(DATASET EXTRACT):
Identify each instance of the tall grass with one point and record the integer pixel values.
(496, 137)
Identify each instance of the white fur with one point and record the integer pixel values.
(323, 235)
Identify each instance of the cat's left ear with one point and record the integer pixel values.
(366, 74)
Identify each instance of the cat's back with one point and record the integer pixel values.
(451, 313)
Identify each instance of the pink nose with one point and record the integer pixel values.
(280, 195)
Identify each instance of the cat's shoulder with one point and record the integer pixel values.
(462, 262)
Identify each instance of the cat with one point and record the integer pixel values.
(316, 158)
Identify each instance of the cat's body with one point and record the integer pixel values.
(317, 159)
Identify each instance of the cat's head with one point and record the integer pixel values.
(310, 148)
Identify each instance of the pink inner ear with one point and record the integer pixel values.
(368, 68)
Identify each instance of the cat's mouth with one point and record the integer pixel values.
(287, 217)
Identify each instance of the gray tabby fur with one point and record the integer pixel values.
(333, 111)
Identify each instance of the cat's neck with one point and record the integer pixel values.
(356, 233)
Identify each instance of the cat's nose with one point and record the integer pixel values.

(PROBLEM DETAILS):
Reproduce, with no other lines, the one containing "Identify each instance of the pink inner" and all lines after it through the end of the data above.

(YOUR RESPONSE):
Identify each instance of the pink inner ear with one point and record the integer pixel values.
(368, 68)
Identify each instance of the cat's mouth with one point and record the integer pixel values.
(287, 217)
Identify each instance of the gray tabby fur with one point and record the integer pixel values.
(333, 111)
Identify each instance of the cat's neck with one point and record the integer pixel values.
(356, 233)
Identify each instance of the cat's nose with one point and record the integer pixel values.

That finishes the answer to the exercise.